| Text to read |
□ □ □ □
# Temperature inlet/outlet boundary conditions

 Register Blogs Members List Search Today's Posts Mark Forums Read

June 1, 2010, 15:15
Temperature inlet/outlet boundary conditions
#1
Senior Member

jeff osborne
Join Date: Mar 2010
Posts: 108
Rep Power: 9
Hello all,

I am new to openfoam and so am just trying out a bunch of simple cases to get practice with the program. Right now I am simulating a heated plate at 400K in air at 300K to try and see what happens. I am having a problem in that before about 1 second of simulation time my entire control volume jumps up to 400K uniformly. I have attached pictures of my CV at 3 different time steps. I think the problem is in my temperature boundary condition. The way I want it is to simulate as if the heated plate was in atmosphere, so the 3 boundary conditions that aren't the heated plate would be inlets and outlets, these boundaries are the top, left and right patches on the pictures. The way I have it setup right now is that they are all zeroGradient in my 0/T file, but I know this is wrong. What other boundary condition should I use for my 0/T file for the patches that I want to act as an atmospheric inlet/outlet?

Thanks a lot!
Attached Images
 T=0.jpg (22.7 KB, 249 views) T=0.5.jpg (66.0 KB, 321 views) T=1.jpg (14.8 KB, 210 views)
□ □ □ □
| Data extract |

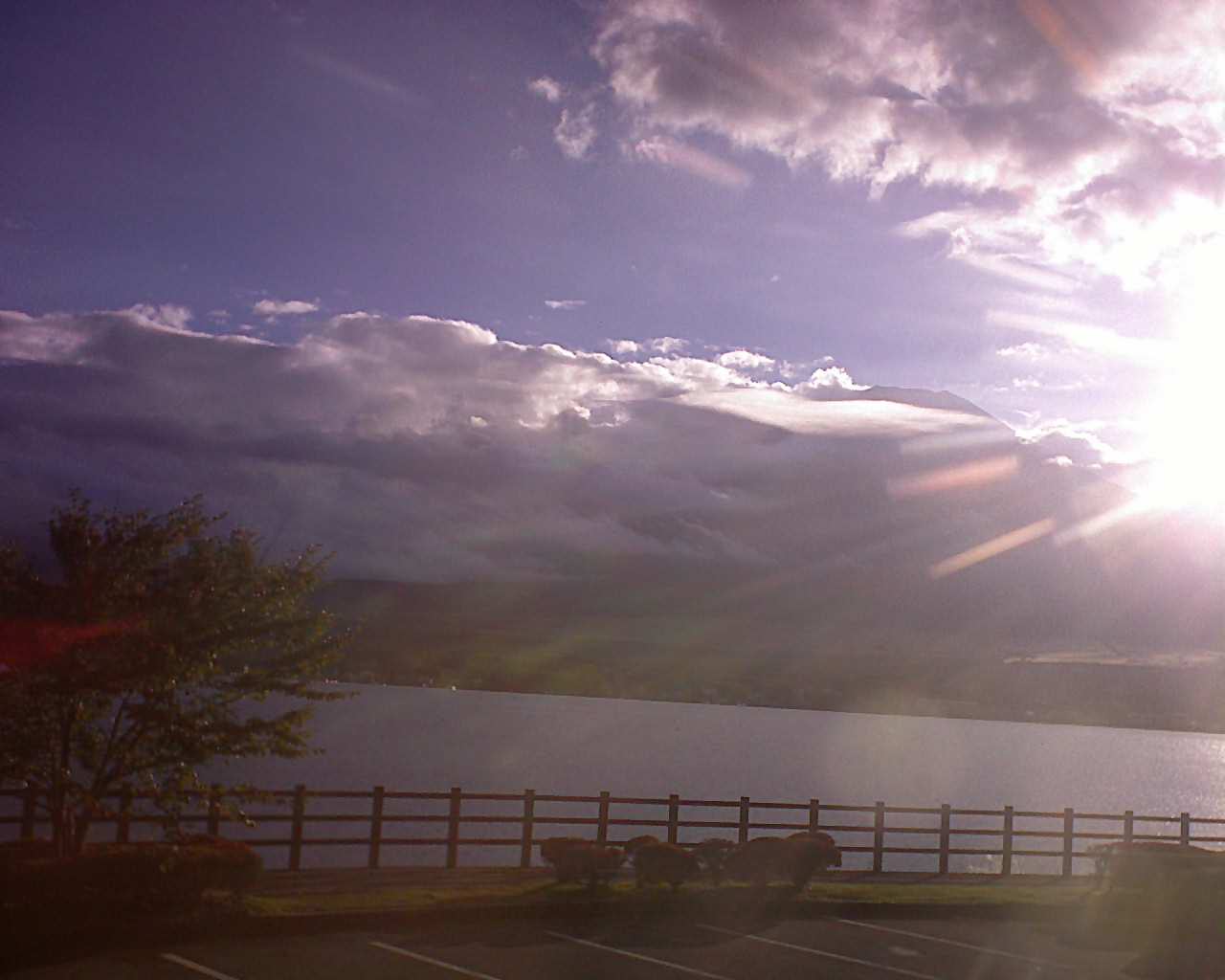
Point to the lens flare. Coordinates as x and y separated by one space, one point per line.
1185 424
□ □ □ □
According to the forum post, what boundary condition is currently set in the 0/T file for the top, left and right patches?

| Exercise answer |
zeroGradient